Trecho do texto →
A apenas 13 quilômetros da fronteira com a Ucrânia, o prefeito de um vilarejo na Moldova assistia pela televisão à cobertura da invasão russa no país vizinho. Ele brincava com uma caneta, tirando e pondo a tampa, enquanto olhava na tela o avanço russo em direção a Odessa, a cidade mais próxima da sua, na Ucrânia.

"Não consigo parar de assistir", disse o prefeito Alexander Nikitenko. "Se eles tomarem Odessa, está claro que virão para cá em seguida."

E se os russos chegarem tão longe, Nikitenko se perguntou, eles vão parar?

A bandeira da Moldávia voa sobre um acampamento temporário para refugiados ucranianos em Palanca, Moldávia, em 1º de março de 2022.
Acampamento para refugiados ucranianos em Palanca, em Moldova, com a bandeira do país - Laetitia Vancon - 1.mar.2022/The New York Times

Essas perguntas estão sendo feitas em toda a Europa Oriental em antigas repúblicas do bloco comunista como Moldova. A invasão russa da Ucrânia derrubou suposições sobre a ordem política após a Guerra Fria, fornecendo evidências claras de que o presidente da Rússia, Vladimir Putin, vê as fronteiras europeias como algo a ser redesenhado pela força.

Um país pobre, com 2,6 milhões de habitantes, espremido entre a Ucrânia e a Romênia, Moldova talvez seja o mais vulnerável. Ao contrário da Polônia e dos países bálticos, ela não é membro da Otan [aliança militar ocidental]. Também não é membro da União Europeia, mas apresentou um pedido apressado e de longo prazo na semana passada, algo semelhante a um sinalizador.

Mapa
Fronteiras da Ucrânia -

O mais problemático é que, duas décadas antes de os separatistas de língua russa escavarem um pedaço da Ucrânia, eles fizeram a mesma coisa na Moldova.

Em 1992, separatistas apoiados por Moscou assumiram o controle de uma estreita faixa de terra de 400 km, conhecida como Transnístria, que percorre grande parte da margem leste do rio Dniester, bem como partes da margem oeste.

Eles também reivindicam bolsões de terra ainda controlados pela Moldova, incluindo a aldeia de Nikitenko, chamada Varnita.

A Transnístria nunca foi reconhecida internacionalmente —nem mesmo pela Rússia. Mas o país de Putin conserva 1.500 soldados lá, nominalmente para manter a paz e proteger um enorme estoque de munições da era soviética.

Se as forças russas avançarem para a fronteira da Moldova, alguns moldovos temem que a Rússia em breve reconheça a Transnístria, como fez com as autodeclaradas repúblicas separatistas da Ucrânia —dando a Moscou um pretexto semelhante para ocupá-la oficialmente—, ou talvez mais tarde a absorva em uma Ucrânia pró-Rússia ou na própria Rússia.

Setas num mapa da Ucrânia apresentado em um pronunciamento na TV sobre a invasão russa do líder de Belarus Alexandr Lukachenko na terça-feira (1º) sugeriram que as tropas russas na Ucrânia planejavam entrar na Transnístria depois de capturar Odessa. O embaixador de Belarus na Moldova mais tarde pediu desculpas pelo mapa de Lukachenko, alegando que foi um erro.

Atividade A → Redigite, sem alterar nada, a parte do texto sobre a Moldova que começa nas palavras "A apenas 13" e para depois de "eles vão parar?".
Atividade B →
Com base no texto sobre a Moldova, responda:
(i) Quantos habitantes tem a Moldova?
(ii) Em que ano separatistas apoiados por Moscou assumiram o controle da Transnístria?
(iii) Quantos soldados a Rússia mantém na Transnístria?

Listagem fornecida →
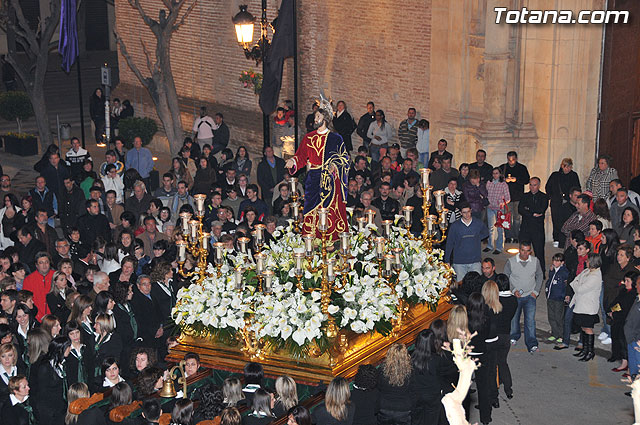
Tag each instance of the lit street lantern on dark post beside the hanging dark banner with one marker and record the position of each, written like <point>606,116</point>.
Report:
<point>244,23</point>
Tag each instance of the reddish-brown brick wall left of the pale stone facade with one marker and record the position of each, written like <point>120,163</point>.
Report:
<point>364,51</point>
--
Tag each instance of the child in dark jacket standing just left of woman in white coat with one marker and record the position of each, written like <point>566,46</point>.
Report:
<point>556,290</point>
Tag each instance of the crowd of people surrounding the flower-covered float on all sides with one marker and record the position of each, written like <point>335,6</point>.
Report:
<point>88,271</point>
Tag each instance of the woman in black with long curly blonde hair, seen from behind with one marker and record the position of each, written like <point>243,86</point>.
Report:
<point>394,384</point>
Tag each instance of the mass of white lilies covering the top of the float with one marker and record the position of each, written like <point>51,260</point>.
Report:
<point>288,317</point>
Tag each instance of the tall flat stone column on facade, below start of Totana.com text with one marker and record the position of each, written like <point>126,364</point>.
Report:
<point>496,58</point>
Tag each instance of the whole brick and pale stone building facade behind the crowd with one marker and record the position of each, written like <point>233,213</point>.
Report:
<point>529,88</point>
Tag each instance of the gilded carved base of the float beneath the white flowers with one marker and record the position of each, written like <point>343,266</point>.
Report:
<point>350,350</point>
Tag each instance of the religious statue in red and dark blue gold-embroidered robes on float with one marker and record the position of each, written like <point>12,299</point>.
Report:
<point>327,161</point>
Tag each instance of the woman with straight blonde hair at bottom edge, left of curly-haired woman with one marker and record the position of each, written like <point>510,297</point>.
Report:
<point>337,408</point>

Resposta final A →
A apenas 13 quilômetros da fronteira com a Ucrânia, o prefeito de um vilarejo na Moldova assistia pela televisão à cobertura da invasão russa no país vizinho. Ele brincava com uma caneta, tirando e pondo a tampa, enquanto olhava na tela o avanço russo em direção a Odessa, a cidade mais próxima da sua, na Ucrânia.

"Não consigo parar de assistir", disse o prefeito Alexander Nikitenko. "Se eles tomarem Odessa, está claro que virão para cá em seguida."

E se os russos chegarem tão longe, Nikitenko se perguntou, eles vão parar?

Resposta final B →
(i) 2,6 milhões de habitantes.
(ii) Em 1992.
(iii) 1.500 soldados.